Stored data:
+-------+

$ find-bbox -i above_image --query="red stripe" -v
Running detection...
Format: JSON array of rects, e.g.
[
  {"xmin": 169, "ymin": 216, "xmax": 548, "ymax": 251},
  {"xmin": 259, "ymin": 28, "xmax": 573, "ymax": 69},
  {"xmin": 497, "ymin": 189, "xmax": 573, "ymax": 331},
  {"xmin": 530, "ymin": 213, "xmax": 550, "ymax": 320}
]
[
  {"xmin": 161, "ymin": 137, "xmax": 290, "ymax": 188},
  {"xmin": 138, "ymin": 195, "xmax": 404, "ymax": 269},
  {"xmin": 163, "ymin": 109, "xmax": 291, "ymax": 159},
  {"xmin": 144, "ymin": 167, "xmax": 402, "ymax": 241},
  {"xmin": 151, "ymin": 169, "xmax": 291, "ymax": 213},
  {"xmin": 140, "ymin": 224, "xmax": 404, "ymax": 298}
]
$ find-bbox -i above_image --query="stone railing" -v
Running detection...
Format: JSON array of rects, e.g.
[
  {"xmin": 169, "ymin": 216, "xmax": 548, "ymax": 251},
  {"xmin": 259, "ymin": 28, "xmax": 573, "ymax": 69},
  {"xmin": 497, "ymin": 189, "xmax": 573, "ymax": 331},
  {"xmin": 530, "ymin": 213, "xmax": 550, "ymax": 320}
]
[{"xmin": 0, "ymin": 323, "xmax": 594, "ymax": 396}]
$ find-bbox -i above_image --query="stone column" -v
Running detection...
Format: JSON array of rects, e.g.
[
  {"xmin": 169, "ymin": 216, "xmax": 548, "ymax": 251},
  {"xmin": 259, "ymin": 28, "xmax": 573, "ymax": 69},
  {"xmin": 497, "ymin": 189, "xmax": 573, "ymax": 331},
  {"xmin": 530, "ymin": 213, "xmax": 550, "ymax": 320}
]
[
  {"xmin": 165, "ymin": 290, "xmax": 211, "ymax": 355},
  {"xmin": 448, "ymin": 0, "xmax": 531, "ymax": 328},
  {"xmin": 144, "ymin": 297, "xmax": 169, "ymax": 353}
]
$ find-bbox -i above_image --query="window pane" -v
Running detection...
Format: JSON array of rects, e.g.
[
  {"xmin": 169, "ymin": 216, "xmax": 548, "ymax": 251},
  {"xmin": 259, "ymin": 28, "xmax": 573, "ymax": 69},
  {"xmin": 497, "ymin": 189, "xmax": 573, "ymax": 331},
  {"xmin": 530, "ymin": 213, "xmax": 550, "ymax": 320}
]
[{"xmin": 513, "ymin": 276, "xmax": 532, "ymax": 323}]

+-------+

Task goal: Select every line of the records above that contains the string "find", matching case exactly.

Output for this task:
$ find-bbox -i above_image --query="red stripe" -v
$ find-bbox -i above_image --query="stone railing" -v
$ find-bbox -i above_image --query="stone column" -v
$ find-bbox -i above_image --query="window pane" -v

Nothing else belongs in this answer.